--- begin DATA EXTRACT ---

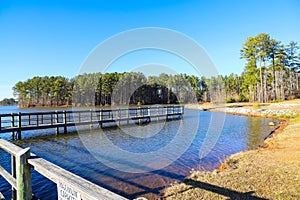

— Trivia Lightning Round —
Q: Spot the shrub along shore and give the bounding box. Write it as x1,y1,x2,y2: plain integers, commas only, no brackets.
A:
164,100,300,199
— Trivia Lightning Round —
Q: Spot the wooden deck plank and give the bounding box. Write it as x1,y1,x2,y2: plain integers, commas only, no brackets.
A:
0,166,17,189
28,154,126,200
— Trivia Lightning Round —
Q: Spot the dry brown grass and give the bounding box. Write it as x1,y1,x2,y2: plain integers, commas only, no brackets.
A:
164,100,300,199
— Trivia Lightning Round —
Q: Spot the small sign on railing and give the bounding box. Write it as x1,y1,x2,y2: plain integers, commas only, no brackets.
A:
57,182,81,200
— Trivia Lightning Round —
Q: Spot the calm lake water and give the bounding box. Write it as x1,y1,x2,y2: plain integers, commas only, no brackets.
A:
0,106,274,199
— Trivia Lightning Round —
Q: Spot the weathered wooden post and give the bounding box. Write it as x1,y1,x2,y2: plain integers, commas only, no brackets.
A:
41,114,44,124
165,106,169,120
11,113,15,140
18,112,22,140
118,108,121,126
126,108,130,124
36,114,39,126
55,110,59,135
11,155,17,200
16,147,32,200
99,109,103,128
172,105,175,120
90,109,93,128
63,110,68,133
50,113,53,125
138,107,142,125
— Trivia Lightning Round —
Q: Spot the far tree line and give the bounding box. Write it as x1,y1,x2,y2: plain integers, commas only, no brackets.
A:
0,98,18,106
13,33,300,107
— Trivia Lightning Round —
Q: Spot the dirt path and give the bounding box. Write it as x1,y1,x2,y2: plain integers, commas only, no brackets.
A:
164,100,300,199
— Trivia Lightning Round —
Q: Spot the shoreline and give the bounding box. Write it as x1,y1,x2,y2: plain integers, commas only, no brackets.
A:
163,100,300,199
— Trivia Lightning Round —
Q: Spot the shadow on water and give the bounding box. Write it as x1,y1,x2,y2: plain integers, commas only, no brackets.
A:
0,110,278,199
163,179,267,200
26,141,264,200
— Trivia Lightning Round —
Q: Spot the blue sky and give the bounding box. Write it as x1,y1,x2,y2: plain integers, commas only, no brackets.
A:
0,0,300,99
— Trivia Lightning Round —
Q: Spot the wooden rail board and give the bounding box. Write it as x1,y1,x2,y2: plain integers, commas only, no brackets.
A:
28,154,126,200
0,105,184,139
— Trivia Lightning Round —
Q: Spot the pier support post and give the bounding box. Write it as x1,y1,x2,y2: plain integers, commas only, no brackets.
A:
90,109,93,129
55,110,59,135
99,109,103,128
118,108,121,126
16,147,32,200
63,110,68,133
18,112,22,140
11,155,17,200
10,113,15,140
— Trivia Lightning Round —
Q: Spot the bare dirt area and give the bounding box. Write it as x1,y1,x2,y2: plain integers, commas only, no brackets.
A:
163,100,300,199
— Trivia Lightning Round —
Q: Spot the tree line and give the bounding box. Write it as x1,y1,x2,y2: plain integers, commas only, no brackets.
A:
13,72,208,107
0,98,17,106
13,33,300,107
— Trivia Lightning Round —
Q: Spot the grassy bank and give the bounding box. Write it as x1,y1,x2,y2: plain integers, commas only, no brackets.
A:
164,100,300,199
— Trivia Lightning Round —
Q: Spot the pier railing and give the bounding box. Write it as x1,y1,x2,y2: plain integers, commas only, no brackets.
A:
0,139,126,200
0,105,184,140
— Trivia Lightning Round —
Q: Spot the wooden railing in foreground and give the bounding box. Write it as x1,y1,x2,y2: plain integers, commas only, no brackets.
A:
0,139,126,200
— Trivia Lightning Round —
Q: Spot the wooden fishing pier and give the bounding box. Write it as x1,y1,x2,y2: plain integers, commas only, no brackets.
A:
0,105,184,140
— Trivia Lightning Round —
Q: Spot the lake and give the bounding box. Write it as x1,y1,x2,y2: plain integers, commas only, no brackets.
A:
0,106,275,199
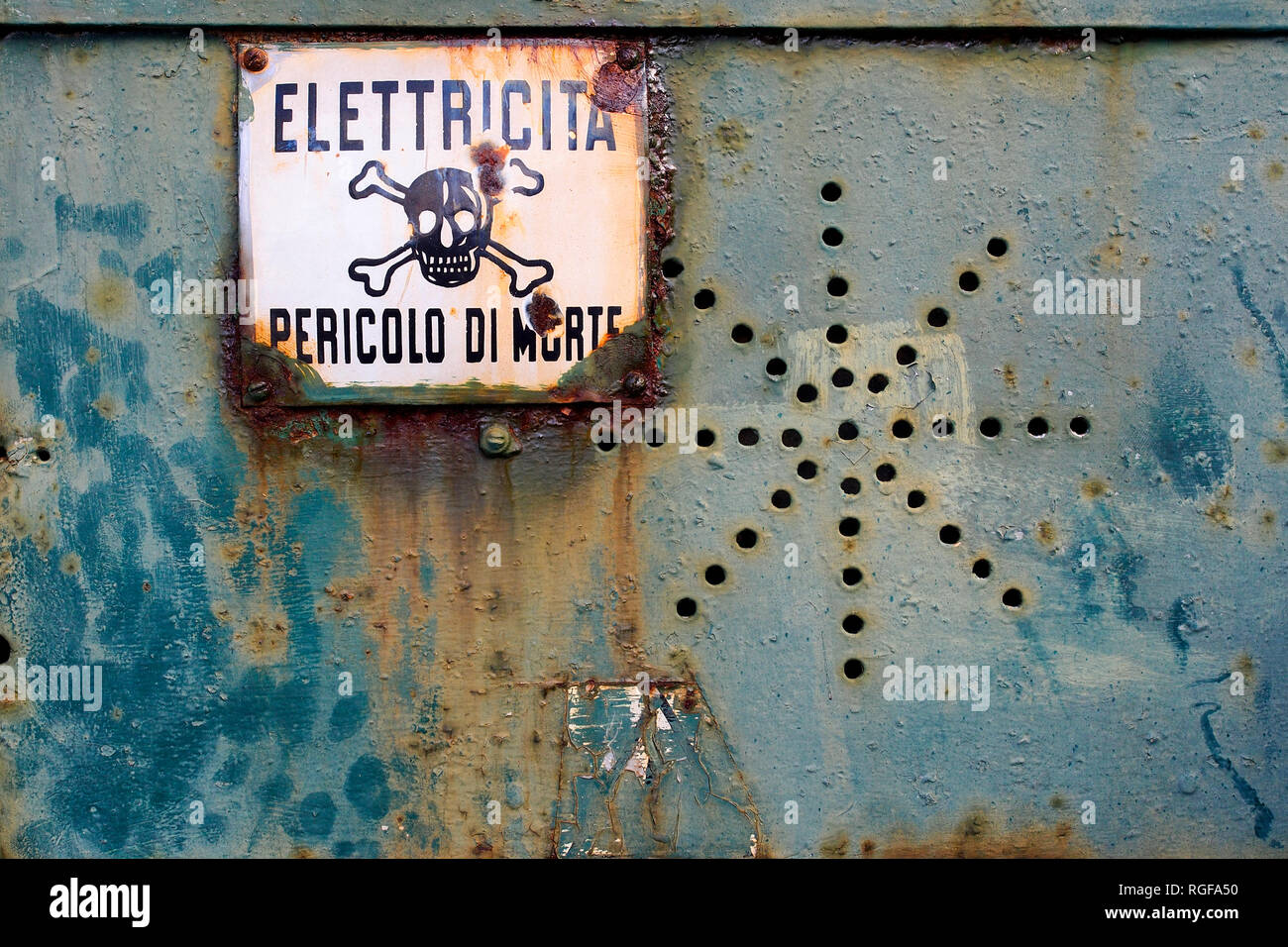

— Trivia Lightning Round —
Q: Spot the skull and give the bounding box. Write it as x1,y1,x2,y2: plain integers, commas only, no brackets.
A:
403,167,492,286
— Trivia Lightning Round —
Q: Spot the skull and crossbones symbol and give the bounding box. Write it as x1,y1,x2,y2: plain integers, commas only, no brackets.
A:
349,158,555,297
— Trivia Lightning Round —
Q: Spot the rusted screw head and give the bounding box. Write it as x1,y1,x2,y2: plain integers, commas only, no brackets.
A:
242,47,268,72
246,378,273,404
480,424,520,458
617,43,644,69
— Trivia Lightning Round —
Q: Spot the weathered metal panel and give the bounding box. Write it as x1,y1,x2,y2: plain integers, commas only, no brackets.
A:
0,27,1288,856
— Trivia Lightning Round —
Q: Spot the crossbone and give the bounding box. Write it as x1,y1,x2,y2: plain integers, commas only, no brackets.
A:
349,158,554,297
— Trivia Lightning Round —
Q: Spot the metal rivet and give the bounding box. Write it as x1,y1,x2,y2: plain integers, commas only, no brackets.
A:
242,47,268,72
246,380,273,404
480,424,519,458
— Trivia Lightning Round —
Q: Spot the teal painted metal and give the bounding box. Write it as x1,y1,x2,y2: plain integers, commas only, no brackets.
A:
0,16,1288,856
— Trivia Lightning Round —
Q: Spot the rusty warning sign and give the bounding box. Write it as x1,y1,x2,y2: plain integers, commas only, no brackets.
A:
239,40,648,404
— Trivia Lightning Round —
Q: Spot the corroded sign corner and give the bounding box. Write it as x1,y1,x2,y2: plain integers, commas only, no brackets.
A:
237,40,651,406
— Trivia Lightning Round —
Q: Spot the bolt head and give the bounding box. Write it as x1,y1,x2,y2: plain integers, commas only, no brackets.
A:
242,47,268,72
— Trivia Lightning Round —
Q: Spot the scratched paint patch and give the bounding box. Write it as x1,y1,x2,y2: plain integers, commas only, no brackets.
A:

--- end DATA EXTRACT ---

_WORK TO BE COMPLETED:_ How many of the lines above contain the string "pier"? Case counts. Reply with the number alone.

_OUTPUT FOR THIS EXERCISE:_ 3